-- Exercise input --
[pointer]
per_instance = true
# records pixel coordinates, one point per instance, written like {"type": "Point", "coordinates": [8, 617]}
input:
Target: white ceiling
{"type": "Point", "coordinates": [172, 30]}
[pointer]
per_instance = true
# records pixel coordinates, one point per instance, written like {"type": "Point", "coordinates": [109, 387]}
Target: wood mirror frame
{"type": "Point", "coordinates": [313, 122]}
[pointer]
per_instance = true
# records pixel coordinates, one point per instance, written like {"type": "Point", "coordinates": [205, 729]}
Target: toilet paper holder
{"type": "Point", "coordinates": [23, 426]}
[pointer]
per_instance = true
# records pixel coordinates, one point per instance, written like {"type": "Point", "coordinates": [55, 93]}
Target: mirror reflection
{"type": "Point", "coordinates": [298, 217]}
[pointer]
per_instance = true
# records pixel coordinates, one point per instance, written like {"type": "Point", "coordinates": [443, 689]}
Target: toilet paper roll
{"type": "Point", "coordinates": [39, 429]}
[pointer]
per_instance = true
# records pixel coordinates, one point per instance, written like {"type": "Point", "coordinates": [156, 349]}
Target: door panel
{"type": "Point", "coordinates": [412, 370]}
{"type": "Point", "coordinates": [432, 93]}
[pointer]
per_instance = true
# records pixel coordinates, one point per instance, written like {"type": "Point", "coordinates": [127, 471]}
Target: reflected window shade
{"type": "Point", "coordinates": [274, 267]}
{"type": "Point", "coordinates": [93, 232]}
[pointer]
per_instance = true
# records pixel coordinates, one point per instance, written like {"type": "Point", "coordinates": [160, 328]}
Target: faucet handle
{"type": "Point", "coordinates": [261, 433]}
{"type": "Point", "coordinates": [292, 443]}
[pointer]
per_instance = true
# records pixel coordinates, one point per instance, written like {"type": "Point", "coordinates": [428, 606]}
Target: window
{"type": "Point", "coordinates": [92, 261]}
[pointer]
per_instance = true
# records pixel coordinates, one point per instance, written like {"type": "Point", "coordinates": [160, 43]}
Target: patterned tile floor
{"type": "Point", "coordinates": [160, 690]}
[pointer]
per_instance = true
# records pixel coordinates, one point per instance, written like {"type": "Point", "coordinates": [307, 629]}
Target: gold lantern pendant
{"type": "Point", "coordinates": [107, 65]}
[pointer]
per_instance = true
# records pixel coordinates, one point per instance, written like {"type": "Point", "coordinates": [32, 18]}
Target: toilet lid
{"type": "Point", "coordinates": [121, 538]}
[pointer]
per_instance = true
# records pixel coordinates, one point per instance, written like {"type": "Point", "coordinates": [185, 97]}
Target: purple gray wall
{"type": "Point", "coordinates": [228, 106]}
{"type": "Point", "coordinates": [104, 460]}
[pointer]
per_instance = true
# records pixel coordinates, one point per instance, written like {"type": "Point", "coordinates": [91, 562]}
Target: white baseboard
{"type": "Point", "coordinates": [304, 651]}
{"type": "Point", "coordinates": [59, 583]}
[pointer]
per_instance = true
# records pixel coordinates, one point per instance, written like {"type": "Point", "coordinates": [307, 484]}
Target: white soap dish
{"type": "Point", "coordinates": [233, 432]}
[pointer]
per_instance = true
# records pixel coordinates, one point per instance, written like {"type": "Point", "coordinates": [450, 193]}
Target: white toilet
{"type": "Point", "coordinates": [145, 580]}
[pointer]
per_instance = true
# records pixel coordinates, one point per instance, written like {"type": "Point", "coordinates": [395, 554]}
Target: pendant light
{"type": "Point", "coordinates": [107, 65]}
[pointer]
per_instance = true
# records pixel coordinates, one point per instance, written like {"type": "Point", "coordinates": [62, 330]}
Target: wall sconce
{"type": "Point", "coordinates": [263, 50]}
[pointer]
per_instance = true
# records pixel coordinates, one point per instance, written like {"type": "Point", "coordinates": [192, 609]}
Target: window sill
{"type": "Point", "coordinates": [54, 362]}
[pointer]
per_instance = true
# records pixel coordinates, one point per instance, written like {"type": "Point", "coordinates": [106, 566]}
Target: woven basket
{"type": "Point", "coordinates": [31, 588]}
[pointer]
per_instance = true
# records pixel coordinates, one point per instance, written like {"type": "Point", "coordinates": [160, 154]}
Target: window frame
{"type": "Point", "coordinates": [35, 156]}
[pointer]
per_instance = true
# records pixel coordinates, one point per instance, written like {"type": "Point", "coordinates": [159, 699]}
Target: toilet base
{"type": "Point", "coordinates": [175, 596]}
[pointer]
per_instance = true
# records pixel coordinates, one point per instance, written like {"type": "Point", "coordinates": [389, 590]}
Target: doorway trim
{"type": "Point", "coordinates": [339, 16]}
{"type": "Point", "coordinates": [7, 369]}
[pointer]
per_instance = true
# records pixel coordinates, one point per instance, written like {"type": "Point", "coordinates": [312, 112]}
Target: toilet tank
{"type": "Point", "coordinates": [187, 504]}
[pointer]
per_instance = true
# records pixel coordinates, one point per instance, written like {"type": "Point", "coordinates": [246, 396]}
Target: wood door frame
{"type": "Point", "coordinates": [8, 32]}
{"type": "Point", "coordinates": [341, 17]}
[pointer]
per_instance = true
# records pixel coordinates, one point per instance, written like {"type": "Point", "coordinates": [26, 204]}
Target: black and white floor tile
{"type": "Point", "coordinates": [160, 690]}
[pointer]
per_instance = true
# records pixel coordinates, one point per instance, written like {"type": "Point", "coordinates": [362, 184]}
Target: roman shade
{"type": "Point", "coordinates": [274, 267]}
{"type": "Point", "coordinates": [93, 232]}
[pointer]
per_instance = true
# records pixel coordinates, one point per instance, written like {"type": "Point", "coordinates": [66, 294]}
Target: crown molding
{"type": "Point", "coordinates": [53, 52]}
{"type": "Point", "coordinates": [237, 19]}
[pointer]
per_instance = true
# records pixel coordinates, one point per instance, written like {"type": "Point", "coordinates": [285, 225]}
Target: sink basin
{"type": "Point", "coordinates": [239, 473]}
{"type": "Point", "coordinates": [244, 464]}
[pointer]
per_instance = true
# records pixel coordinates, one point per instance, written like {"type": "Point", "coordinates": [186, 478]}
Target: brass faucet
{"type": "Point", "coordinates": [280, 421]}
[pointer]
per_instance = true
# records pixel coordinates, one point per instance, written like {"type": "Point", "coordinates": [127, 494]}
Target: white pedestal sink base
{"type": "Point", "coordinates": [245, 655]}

-- Directive --
Extract, word for word, each line of the listing above.

-- Task response --
[pointer]
per_instance = true
# records pixel coordinates, one point per instance, written like {"type": "Point", "coordinates": [8, 617]}
input:
Target: white ceiling
{"type": "Point", "coordinates": [172, 30]}
[pointer]
per_instance = true
# records pixel coordinates, one point per instance, written like {"type": "Point", "coordinates": [109, 387]}
Target: wood mirror frame
{"type": "Point", "coordinates": [313, 122]}
[pointer]
per_instance = true
# records pixel coordinates, one point per instance, written like {"type": "Point", "coordinates": [205, 729]}
Target: toilet paper holder
{"type": "Point", "coordinates": [23, 426]}
[pointer]
per_instance = true
# records pixel coordinates, one point per instance, written like {"type": "Point", "coordinates": [55, 93]}
Target: mirror reflection
{"type": "Point", "coordinates": [298, 217]}
[pointer]
per_instance = true
# records pixel coordinates, one point per instance, written like {"type": "Point", "coordinates": [443, 689]}
Target: toilet paper roll
{"type": "Point", "coordinates": [39, 429]}
[pointer]
per_instance = true
# records pixel coordinates, one point per instance, written like {"type": "Point", "coordinates": [156, 349]}
Target: door panel
{"type": "Point", "coordinates": [412, 370]}
{"type": "Point", "coordinates": [432, 93]}
[pointer]
per_instance = true
# records pixel coordinates, one point per instance, written like {"type": "Point", "coordinates": [127, 471]}
Target: reflected window shade
{"type": "Point", "coordinates": [274, 267]}
{"type": "Point", "coordinates": [93, 232]}
[pointer]
per_instance = true
# records pixel coordinates, one point per instance, written like {"type": "Point", "coordinates": [160, 328]}
Target: faucet handle
{"type": "Point", "coordinates": [261, 433]}
{"type": "Point", "coordinates": [292, 443]}
[pointer]
per_instance = true
# records pixel coordinates, one point per instance, written like {"type": "Point", "coordinates": [428, 606]}
Target: window
{"type": "Point", "coordinates": [92, 261]}
[pointer]
per_instance = true
# records pixel coordinates, one point per instance, written like {"type": "Point", "coordinates": [160, 43]}
Target: patterned tile floor
{"type": "Point", "coordinates": [160, 690]}
[pointer]
per_instance = true
# records pixel coordinates, one point per instance, written like {"type": "Point", "coordinates": [307, 629]}
Target: gold lantern pendant
{"type": "Point", "coordinates": [107, 65]}
[pointer]
per_instance = true
# records pixel coordinates, one point per instance, written like {"type": "Point", "coordinates": [32, 18]}
Target: toilet lid
{"type": "Point", "coordinates": [121, 538]}
[pointer]
per_instance = true
# records pixel coordinates, one point per instance, written like {"type": "Point", "coordinates": [185, 97]}
Target: purple gray wall
{"type": "Point", "coordinates": [228, 106]}
{"type": "Point", "coordinates": [104, 460]}
[pointer]
per_instance = true
# records pixel coordinates, one point per instance, written like {"type": "Point", "coordinates": [91, 562]}
Target: white baseboard
{"type": "Point", "coordinates": [304, 651]}
{"type": "Point", "coordinates": [59, 583]}
[pointer]
per_instance = true
# records pixel coordinates, one point per instance, written like {"type": "Point", "coordinates": [307, 484]}
Target: white soap dish
{"type": "Point", "coordinates": [233, 432]}
[pointer]
per_instance = true
# records pixel coordinates, one point per instance, written like {"type": "Point", "coordinates": [450, 193]}
Target: white toilet
{"type": "Point", "coordinates": [145, 580]}
[pointer]
per_instance = true
# records pixel coordinates, one point per instance, written like {"type": "Point", "coordinates": [395, 554]}
Target: pendant light
{"type": "Point", "coordinates": [107, 65]}
[pointer]
per_instance = true
# records pixel coordinates, one point per instance, written like {"type": "Point", "coordinates": [62, 330]}
Target: wall sconce
{"type": "Point", "coordinates": [263, 50]}
[pointer]
per_instance = true
# records pixel coordinates, one point per instance, written like {"type": "Point", "coordinates": [192, 609]}
Target: window sill
{"type": "Point", "coordinates": [54, 362]}
[pointer]
per_instance = true
# records pixel coordinates, one point per instance, written like {"type": "Point", "coordinates": [106, 566]}
Target: woven basket
{"type": "Point", "coordinates": [31, 588]}
[pointer]
per_instance = true
# records pixel coordinates, one point per instance, written like {"type": "Point", "coordinates": [160, 154]}
Target: window frame
{"type": "Point", "coordinates": [35, 156]}
[pointer]
per_instance = true
# records pixel coordinates, one point per instance, written like {"type": "Point", "coordinates": [159, 699]}
Target: toilet base
{"type": "Point", "coordinates": [175, 596]}
[pointer]
per_instance = true
# records pixel coordinates, one point per instance, written like {"type": "Point", "coordinates": [389, 590]}
Target: doorway trim
{"type": "Point", "coordinates": [339, 16]}
{"type": "Point", "coordinates": [7, 369]}
[pointer]
per_instance = true
# records pixel coordinates, one point per instance, written like {"type": "Point", "coordinates": [312, 112]}
Target: toilet tank
{"type": "Point", "coordinates": [187, 504]}
[pointer]
per_instance = true
# records pixel coordinates, one point per instance, written like {"type": "Point", "coordinates": [246, 396]}
Target: wood door frame
{"type": "Point", "coordinates": [8, 32]}
{"type": "Point", "coordinates": [341, 17]}
[pointer]
per_instance = true
# records pixel coordinates, one point per instance, written like {"type": "Point", "coordinates": [26, 204]}
Target: black and white floor tile
{"type": "Point", "coordinates": [160, 690]}
[pointer]
per_instance = true
# records pixel coordinates, one point per instance, written like {"type": "Point", "coordinates": [362, 184]}
Target: roman shade
{"type": "Point", "coordinates": [274, 267]}
{"type": "Point", "coordinates": [93, 232]}
[pointer]
per_instance = true
# records pixel coordinates, one point per instance, written like {"type": "Point", "coordinates": [66, 294]}
Target: crown molding
{"type": "Point", "coordinates": [53, 52]}
{"type": "Point", "coordinates": [237, 19]}
[pointer]
per_instance = true
# records pixel coordinates, one point per instance, written like {"type": "Point", "coordinates": [285, 225]}
Target: sink basin
{"type": "Point", "coordinates": [239, 473]}
{"type": "Point", "coordinates": [244, 464]}
[pointer]
per_instance = true
# records pixel coordinates, one point per instance, written like {"type": "Point", "coordinates": [186, 478]}
Target: brass faucet
{"type": "Point", "coordinates": [280, 421]}
[pointer]
per_instance = true
# records pixel coordinates, one point per instance, written like {"type": "Point", "coordinates": [127, 494]}
Target: white pedestal sink base
{"type": "Point", "coordinates": [245, 655]}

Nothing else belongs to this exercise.